(The input Opens)
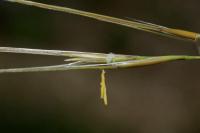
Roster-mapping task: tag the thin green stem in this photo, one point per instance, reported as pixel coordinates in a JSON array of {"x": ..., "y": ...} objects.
[{"x": 88, "y": 61}]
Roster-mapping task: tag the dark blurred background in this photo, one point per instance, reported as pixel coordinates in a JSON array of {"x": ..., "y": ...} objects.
[{"x": 161, "y": 98}]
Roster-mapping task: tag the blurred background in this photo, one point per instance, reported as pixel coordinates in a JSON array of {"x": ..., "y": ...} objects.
[{"x": 162, "y": 98}]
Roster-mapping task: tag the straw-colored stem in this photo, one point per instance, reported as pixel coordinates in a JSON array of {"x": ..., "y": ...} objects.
[{"x": 140, "y": 25}]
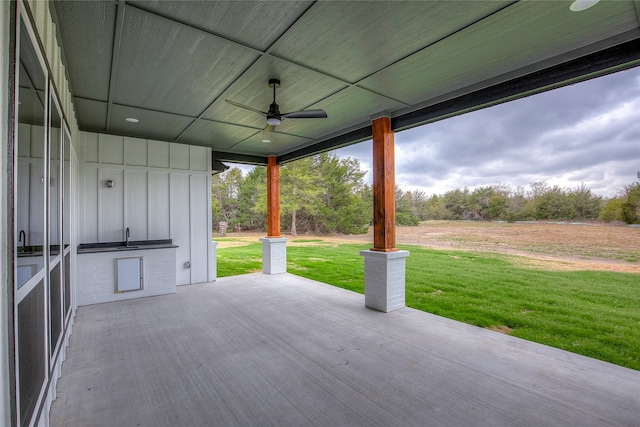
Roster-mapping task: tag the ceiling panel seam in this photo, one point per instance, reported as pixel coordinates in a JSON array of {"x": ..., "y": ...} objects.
[
  {"x": 266, "y": 52},
  {"x": 115, "y": 55},
  {"x": 199, "y": 116},
  {"x": 195, "y": 27},
  {"x": 423, "y": 48}
]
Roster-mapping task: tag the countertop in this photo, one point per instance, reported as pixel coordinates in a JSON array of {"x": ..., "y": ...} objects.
[{"x": 138, "y": 245}]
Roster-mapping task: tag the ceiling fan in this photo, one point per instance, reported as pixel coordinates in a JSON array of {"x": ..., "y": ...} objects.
[{"x": 274, "y": 116}]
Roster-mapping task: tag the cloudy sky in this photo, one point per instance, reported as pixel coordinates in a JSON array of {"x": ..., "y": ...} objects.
[{"x": 585, "y": 133}]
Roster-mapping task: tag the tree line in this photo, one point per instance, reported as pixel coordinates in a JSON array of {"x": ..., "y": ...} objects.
[{"x": 328, "y": 194}]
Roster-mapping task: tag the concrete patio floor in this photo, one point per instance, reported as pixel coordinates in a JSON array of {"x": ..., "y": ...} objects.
[{"x": 286, "y": 351}]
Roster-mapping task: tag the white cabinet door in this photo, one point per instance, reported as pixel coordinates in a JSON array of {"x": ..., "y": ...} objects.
[{"x": 129, "y": 276}]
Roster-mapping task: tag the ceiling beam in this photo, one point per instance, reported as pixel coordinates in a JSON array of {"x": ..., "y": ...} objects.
[
  {"x": 239, "y": 158},
  {"x": 607, "y": 61},
  {"x": 333, "y": 143},
  {"x": 617, "y": 58}
]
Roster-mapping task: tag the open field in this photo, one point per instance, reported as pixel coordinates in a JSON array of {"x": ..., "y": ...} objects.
[
  {"x": 594, "y": 313},
  {"x": 548, "y": 246},
  {"x": 570, "y": 286}
]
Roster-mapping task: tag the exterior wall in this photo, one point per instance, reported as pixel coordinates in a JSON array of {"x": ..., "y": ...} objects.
[
  {"x": 6, "y": 276},
  {"x": 47, "y": 31},
  {"x": 96, "y": 273},
  {"x": 39, "y": 19},
  {"x": 160, "y": 191}
]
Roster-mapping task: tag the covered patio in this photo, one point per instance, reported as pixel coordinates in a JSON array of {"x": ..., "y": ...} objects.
[{"x": 284, "y": 350}]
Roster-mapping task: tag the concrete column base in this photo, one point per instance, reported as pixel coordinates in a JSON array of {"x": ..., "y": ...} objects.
[
  {"x": 384, "y": 279},
  {"x": 274, "y": 255}
]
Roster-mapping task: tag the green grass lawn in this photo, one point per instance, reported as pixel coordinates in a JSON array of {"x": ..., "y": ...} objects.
[{"x": 596, "y": 314}]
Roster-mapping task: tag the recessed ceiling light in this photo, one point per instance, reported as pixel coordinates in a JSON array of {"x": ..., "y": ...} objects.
[{"x": 580, "y": 5}]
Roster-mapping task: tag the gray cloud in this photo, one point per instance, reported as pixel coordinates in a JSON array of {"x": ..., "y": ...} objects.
[{"x": 585, "y": 133}]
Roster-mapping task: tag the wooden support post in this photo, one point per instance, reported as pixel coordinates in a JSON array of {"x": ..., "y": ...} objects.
[
  {"x": 273, "y": 197},
  {"x": 384, "y": 198}
]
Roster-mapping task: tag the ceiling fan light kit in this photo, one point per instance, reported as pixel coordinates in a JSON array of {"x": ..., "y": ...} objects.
[{"x": 274, "y": 117}]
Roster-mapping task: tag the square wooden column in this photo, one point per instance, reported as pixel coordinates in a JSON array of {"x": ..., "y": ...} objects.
[
  {"x": 274, "y": 247},
  {"x": 384, "y": 264},
  {"x": 384, "y": 191},
  {"x": 273, "y": 197}
]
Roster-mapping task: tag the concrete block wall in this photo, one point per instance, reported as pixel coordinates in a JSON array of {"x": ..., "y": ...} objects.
[
  {"x": 97, "y": 273},
  {"x": 384, "y": 279},
  {"x": 274, "y": 255}
]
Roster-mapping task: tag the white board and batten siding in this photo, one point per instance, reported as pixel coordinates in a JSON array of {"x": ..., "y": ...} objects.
[{"x": 160, "y": 190}]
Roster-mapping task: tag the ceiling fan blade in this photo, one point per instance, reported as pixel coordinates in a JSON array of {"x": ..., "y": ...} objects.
[
  {"x": 245, "y": 107},
  {"x": 268, "y": 129},
  {"x": 307, "y": 114}
]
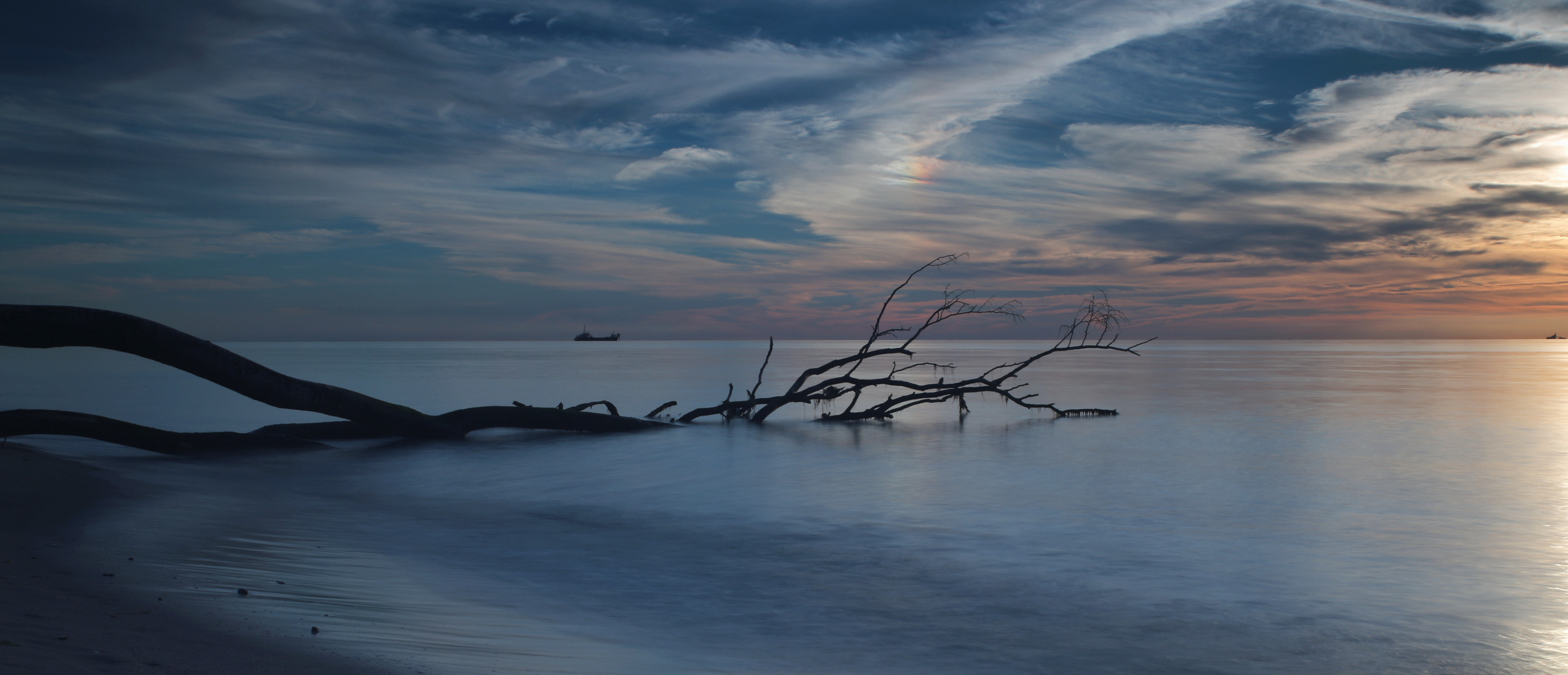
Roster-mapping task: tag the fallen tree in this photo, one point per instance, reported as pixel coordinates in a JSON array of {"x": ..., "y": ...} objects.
[
  {"x": 1092, "y": 329},
  {"x": 47, "y": 326},
  {"x": 362, "y": 416}
]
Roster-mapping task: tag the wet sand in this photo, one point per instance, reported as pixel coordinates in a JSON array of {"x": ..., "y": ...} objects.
[{"x": 60, "y": 618}]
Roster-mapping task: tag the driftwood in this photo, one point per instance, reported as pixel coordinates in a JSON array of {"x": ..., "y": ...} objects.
(The input Closes)
### Aim of the exercise
Reproduce the listing exactly. Leave its pictures out.

### Expected answer
Roster-mapping task: tag the thin green stem in this photo, one point per instance, reported as pixel coordinates in a JSON array of {"x": ..., "y": ...} objects.
[{"x": 88, "y": 61}]
Roster-mapping task: tag the dark blurred background in this photo, one point per instance, reported as pixel coordinates in a JSON array of {"x": ..., "y": ...} objects.
[{"x": 161, "y": 98}]
Roster-mapping task: tag the blurred background in this photo, one point per instance, reported as pixel coordinates in a JSON array of {"x": ..., "y": ...} objects.
[{"x": 162, "y": 98}]
Roster-mapping task: tag the straw-colored stem in this photo, one point per instance, reported as pixel coordinates in a JSON array of {"x": ..., "y": ...} objects.
[{"x": 140, "y": 25}]
Roster-mapping task: tag the ceiling panel seam in this photo, one point per instance, reported as pixel coordinates in a JSON array of {"x": ..., "y": ...} objects.
[
  {"x": 266, "y": 52},
  {"x": 115, "y": 55},
  {"x": 199, "y": 116},
  {"x": 195, "y": 27},
  {"x": 423, "y": 48}
]
Roster-mapping task: tag the countertop in this photo, one point per instance, reported as pixel coordinates in a JSON array of {"x": ..., "y": ...} objects.
[{"x": 138, "y": 245}]
Roster-mapping task: tag the ceiling fan in this photo, one point per instance, reported as pixel coordinates in a JSON array of {"x": ..., "y": ...} objects.
[{"x": 274, "y": 116}]
Roster-mapping task: tag the cloudy sky in this photo, one point per instance, reported as pixel coordinates in a JSON array of {"x": ..., "y": ...} objects.
[{"x": 585, "y": 133}]
Roster-mapping task: tag the tree line in this photo, one point per instance, reported as pixel coordinates in a JSON array of {"x": ..., "y": ...} objects.
[{"x": 328, "y": 194}]
Roster-mapping task: tag the concrete patio floor in this photo, one point per instance, reported as pixel coordinates in a JSON array of {"x": ..., "y": ...} objects.
[{"x": 286, "y": 351}]
Roster-mapping task: tag the white cabinet door in this photo, one point per instance, reported as pixel coordinates in a JSON array of {"x": ..., "y": ...} objects.
[{"x": 129, "y": 276}]
Roster-mapping task: tag the ceiling beam in this photo, one point per instance, reported as pixel coordinates in a JSON array of {"x": ..., "y": ...} objects.
[
  {"x": 239, "y": 158},
  {"x": 607, "y": 61},
  {"x": 333, "y": 143},
  {"x": 617, "y": 58}
]
Roster-mapping task: tag the open field in this photo, one point per instance, reported as pixel coordinates in a JSON array of {"x": ..., "y": ...} objects.
[
  {"x": 594, "y": 313},
  {"x": 548, "y": 246},
  {"x": 570, "y": 286}
]
Roster-mapping task: tag the exterior wall in this photo, one point per instance, reported as pixel coordinates in a JSON array of {"x": ..., "y": ...} objects.
[
  {"x": 6, "y": 276},
  {"x": 47, "y": 31},
  {"x": 96, "y": 273},
  {"x": 39, "y": 19},
  {"x": 160, "y": 191}
]
Roster-mapping task: tag the covered patio in this photo, one point per instance, reported as pixel coordinates in a JSON array of {"x": ..., "y": ...} objects.
[{"x": 284, "y": 350}]
Roster-mapping task: tag the concrete column base in this photo, one point per instance, reported as pixel coordinates in a JSON array of {"x": ..., "y": ...} objects.
[
  {"x": 384, "y": 279},
  {"x": 274, "y": 255}
]
Roster-mapping task: tag the green grass lawn in this photo, one point per instance, reported as pixel coordinates in a JSON array of {"x": ..., "y": ...} objects.
[{"x": 596, "y": 314}]
Roster-mapping task: tag the recessed ceiling light in this photo, one point per instance, reported as pixel coordinates in a JSON array of {"x": ..., "y": ...} objects.
[{"x": 580, "y": 5}]
Roster-mapping task: tag the gray cloud in this photo, one point per instance, reported as pixel coordinates in a JSON array of {"x": ..., "y": ...} objects.
[{"x": 585, "y": 133}]
Roster-mapping task: tag the wooden support post in this photo, one point per instance, reported as pixel coordinates in a JSON array of {"x": ..., "y": ...} objects.
[
  {"x": 273, "y": 197},
  {"x": 384, "y": 198}
]
Roster-mapping task: tag the ceiling fan light kit in this photo, one point per instance, reported as pixel coordinates in a JSON array of {"x": ..., "y": ...} objects.
[{"x": 274, "y": 117}]
Roster-mapping task: tag the square wooden column in this photo, one point per instance, reported as pixel coordinates in a JSON array of {"x": ..., "y": ...} objects.
[
  {"x": 274, "y": 247},
  {"x": 384, "y": 264},
  {"x": 384, "y": 191},
  {"x": 273, "y": 197}
]
Roster-mapping task: tag the concrete block wall in this photo, one point per instance, reported as pixel coordinates in a JSON array of {"x": ..., "y": ...} objects.
[
  {"x": 97, "y": 273},
  {"x": 384, "y": 279},
  {"x": 274, "y": 255}
]
Roster-mapping task: tag the white board and batten siding in this photo, one point per instance, reported as pixel coordinates in a JSON array of {"x": ..., "y": ...} objects.
[{"x": 160, "y": 190}]
Roster-mapping task: tag the ceiling fan blade in this photo, one point per instance, reported as pixel coordinates in a JSON array of {"x": ..., "y": ...} objects.
[
  {"x": 245, "y": 107},
  {"x": 268, "y": 129},
  {"x": 307, "y": 114}
]
Roster-mapping task: tag the fallen tree in this photo, one point per instance, reported as pixel coordinates in a JSON array of {"x": ..., "y": ...} objects.
[
  {"x": 1092, "y": 329},
  {"x": 47, "y": 326},
  {"x": 362, "y": 416}
]
Roster-mapping task: tag the wet sand in this photo, one point per instance, reported as pixel coordinates in a JSON array of {"x": ..., "y": ...} objects.
[{"x": 60, "y": 618}]
Roster-mapping task: tag the driftwood in this photo, one point per instance, reported as pixel coordinates in a JSON array of {"x": ..., "y": ...} objects.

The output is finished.